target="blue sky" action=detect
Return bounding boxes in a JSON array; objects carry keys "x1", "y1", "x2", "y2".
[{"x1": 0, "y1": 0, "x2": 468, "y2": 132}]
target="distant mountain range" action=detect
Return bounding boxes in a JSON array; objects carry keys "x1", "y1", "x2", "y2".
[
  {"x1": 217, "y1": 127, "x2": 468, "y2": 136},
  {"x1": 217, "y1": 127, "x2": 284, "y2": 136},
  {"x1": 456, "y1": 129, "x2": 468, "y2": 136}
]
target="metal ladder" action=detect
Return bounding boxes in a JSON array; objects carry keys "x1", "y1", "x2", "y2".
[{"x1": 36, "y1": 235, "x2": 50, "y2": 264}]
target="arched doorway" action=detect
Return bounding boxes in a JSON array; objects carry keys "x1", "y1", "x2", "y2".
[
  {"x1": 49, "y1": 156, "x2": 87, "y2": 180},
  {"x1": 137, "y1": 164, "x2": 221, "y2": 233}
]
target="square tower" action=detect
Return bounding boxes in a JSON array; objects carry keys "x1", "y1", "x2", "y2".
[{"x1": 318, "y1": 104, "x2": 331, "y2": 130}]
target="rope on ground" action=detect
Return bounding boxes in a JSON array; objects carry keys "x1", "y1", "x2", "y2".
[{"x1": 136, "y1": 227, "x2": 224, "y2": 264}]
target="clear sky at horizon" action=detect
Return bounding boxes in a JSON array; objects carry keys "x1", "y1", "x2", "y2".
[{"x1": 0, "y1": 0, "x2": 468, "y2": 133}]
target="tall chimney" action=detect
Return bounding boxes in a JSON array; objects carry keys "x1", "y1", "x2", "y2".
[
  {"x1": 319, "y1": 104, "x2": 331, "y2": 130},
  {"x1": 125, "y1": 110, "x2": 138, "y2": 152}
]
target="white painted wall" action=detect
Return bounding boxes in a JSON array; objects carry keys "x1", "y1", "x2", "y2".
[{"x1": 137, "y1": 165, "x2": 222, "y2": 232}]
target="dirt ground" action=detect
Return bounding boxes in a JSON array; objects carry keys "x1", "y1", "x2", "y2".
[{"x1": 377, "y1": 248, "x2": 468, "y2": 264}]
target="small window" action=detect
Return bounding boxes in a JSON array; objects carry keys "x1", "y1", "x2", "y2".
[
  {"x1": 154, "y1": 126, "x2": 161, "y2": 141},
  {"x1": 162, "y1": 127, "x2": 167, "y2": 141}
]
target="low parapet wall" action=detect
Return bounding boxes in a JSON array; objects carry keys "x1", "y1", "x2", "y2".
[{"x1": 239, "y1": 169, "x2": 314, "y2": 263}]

* * *

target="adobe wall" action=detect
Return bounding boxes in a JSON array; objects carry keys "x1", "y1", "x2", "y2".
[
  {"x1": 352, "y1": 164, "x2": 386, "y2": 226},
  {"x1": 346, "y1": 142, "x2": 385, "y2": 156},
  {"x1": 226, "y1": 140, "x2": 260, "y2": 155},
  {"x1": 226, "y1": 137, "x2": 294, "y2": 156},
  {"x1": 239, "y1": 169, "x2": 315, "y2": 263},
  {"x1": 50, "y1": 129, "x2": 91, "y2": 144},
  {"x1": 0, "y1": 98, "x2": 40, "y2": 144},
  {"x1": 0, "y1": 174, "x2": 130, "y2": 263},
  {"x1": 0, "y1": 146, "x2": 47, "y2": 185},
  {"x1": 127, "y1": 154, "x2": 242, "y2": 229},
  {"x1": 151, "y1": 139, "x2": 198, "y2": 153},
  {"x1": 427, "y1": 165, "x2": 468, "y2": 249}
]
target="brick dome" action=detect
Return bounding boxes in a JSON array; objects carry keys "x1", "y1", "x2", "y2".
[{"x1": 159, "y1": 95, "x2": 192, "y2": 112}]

● AIM OF THE TASK
How many lines in the entries above contain the string "ground"? Case counts. Reply with the number alone.

● REPLY
2